Record excerpts below:
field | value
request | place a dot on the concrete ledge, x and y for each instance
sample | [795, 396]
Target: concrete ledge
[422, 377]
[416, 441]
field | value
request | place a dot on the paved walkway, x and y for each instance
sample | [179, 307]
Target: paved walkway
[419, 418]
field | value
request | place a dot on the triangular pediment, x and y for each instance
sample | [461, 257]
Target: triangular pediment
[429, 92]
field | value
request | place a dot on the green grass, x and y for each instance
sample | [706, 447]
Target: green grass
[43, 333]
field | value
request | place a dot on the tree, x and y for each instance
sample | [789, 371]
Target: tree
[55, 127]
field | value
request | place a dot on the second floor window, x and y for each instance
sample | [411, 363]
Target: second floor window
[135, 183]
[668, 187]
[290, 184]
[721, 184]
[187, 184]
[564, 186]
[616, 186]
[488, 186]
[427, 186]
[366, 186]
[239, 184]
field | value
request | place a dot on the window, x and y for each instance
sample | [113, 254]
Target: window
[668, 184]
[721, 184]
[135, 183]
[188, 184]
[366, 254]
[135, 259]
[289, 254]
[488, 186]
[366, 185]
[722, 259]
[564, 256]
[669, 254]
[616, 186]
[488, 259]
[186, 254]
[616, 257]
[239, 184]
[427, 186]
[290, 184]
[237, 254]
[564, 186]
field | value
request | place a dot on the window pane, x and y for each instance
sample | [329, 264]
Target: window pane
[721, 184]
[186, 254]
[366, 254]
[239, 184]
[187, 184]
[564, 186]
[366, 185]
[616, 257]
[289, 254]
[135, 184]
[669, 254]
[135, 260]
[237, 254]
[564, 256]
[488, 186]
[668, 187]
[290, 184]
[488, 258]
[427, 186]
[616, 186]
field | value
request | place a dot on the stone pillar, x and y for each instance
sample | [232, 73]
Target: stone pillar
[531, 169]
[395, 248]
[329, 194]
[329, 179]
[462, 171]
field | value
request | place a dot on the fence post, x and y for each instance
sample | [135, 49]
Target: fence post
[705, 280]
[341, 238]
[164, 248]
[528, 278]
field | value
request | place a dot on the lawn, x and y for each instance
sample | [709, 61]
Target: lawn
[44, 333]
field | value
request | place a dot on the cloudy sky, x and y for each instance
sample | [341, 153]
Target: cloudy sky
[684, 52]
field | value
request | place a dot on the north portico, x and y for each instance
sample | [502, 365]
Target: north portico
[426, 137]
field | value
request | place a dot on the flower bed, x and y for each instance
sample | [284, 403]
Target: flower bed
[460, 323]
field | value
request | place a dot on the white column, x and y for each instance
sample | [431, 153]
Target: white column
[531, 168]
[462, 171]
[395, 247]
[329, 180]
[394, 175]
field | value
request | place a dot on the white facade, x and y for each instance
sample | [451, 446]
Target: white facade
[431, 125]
End of Record excerpts.
Exercise brief
Copy out the records above without altering anything.

Exercise result
field | value
request | place a dot on the concrete ledge, x and y for each instance
sample | [795, 396]
Target: concrete ledge
[422, 377]
[416, 441]
field | value
request | place a dot on the paved walkway, x and y for each instance
sample | [179, 307]
Target: paved walkway
[419, 418]
field | value
request | place a dot on the triangular pediment, x and y for each instance
sample | [461, 257]
Target: triangular pediment
[429, 92]
field | value
request | place a dot on the green grass, x and y for each instance
sample | [706, 447]
Target: green grass
[43, 333]
field | value
request | place a dot on the tree, x and y for each instance
sample | [789, 371]
Target: tree
[55, 127]
field | value
request | place a dot on the second floor window, x and y for each instance
sample | [411, 363]
Target: second floor window
[135, 183]
[668, 187]
[290, 184]
[721, 184]
[187, 184]
[564, 186]
[616, 186]
[488, 186]
[427, 186]
[366, 186]
[239, 184]
field | value
request | place a dot on the window, x and y for each instance
sample | [113, 254]
Target: window
[668, 184]
[721, 184]
[135, 183]
[188, 184]
[366, 254]
[135, 259]
[289, 254]
[488, 186]
[366, 185]
[722, 259]
[564, 256]
[669, 254]
[616, 186]
[488, 259]
[186, 254]
[616, 257]
[239, 184]
[427, 186]
[290, 184]
[237, 254]
[564, 186]
field | value
request | place a dot on the window pane, x and y for each instance
sample | [329, 264]
Target: window pane
[721, 184]
[186, 254]
[366, 254]
[239, 184]
[187, 184]
[564, 186]
[366, 185]
[616, 257]
[289, 254]
[135, 184]
[669, 254]
[135, 260]
[237, 254]
[564, 256]
[488, 186]
[668, 187]
[290, 184]
[488, 258]
[427, 186]
[616, 186]
field | value
request | place a dot on the stone pillar, x and y for each instance
sample | [232, 73]
Target: stone pillar
[531, 169]
[395, 248]
[329, 194]
[329, 179]
[462, 171]
field | value
request | place a dot on the fence post, x and y for each instance
sample | [135, 49]
Target: fence post
[705, 280]
[341, 238]
[164, 248]
[528, 278]
field | value
request | place a dot on the lawn, x and y for each instance
sample | [709, 61]
Target: lawn
[44, 333]
field | value
request | place a dot on the cloudy sky, x and y for each instance
sample | [341, 153]
Target: cloudy sky
[684, 52]
field | value
request | place a dot on the north portico, x and y for each instance
sample | [502, 365]
Target: north portico
[426, 137]
field | value
request | place a dot on the flower bed, x and y for each instance
sample | [284, 403]
Target: flower bed
[460, 323]
field | value
request | place a dot on the white column, x and y for each instance
sample | [431, 153]
Target: white column
[531, 168]
[462, 171]
[395, 247]
[329, 180]
[394, 175]
field | value
request | place a dot on the white facade, x and y for each instance
sample | [451, 446]
Target: white facade
[431, 125]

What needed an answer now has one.